TASKS AND EXERCISES:
A - In the article on the Fin tape dispenser, at what angle does Fin's cutting blade tilt?
B - Copy the Fin tape dispenser article word for word from "The most immediate" to "simply stops happening.".

Fin Fixes Five Tape Dispenser Problems You’ve Accepted as Normal

The tape dispenser has been sitting on desks for decades without anyone seriously reconsidering it. It slips when you pull, it tips unless you hold it down, and it leaves tape edges ragged enough that finding the end again becomes a small recurring ritual. For something used constantly in homes, classrooms, and offices worldwide, it carries a surprisingly stubborn set of unresolved frustrations.

One designer decided to document those frustrations rather than assume them. He observed 49 people all performing the same simple task and cataloged five recurring problems with standard dispensers. The result is Fin, a concept built around solving each one through deliberate engineering. There’s nothing here for decoration. Every choice traces back to something that was genuinely broken and worth fixing properly.

Designer: Abhishek Sharma

The most immediate change is at the cutting blade. Rather than lying flat, Fin’s blade tilts at 10 degrees. That angle concentrates pressure to a single point, so even when tape is pulled straight down, the cut starts cleanly, and the break travels through without resistance. The ragged edge that forces you to stop and peel back the tape before using it simply stops happening.

DATA EXTRACTS:
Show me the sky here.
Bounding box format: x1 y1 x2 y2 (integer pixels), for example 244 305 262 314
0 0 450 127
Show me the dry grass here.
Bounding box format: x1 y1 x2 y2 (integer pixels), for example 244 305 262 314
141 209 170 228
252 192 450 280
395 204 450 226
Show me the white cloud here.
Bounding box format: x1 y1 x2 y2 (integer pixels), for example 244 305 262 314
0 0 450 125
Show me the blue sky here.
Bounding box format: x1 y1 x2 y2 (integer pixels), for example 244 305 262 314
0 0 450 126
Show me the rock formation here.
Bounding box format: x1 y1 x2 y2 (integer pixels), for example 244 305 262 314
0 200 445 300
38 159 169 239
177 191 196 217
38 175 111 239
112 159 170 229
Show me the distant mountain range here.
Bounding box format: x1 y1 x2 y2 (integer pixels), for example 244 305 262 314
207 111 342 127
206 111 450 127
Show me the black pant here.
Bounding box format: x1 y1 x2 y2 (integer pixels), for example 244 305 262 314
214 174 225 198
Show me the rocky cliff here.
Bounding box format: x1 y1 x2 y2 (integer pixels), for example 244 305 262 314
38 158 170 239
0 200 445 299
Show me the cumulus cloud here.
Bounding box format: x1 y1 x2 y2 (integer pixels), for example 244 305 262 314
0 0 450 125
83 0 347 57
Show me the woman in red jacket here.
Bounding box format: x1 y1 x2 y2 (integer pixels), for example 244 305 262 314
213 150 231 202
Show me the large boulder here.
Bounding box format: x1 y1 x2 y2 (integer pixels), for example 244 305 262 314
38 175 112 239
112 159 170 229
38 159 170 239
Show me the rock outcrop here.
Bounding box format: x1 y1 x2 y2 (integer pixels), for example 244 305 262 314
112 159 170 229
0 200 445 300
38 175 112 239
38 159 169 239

TASK-BY-TASK RESULTS:
A - 10 degrees.

B -
The most immediate change is at the cutting blade. Rather than lying flat, Fin’s blade tilts at 10 degrees. That angle concentrates pressure to a single point, so even when tape is pulled straight down, the cut starts cleanly, and the break travels through without resistance. The ragged edge that forces you to stop and peel back the tape before using it simply stops happening.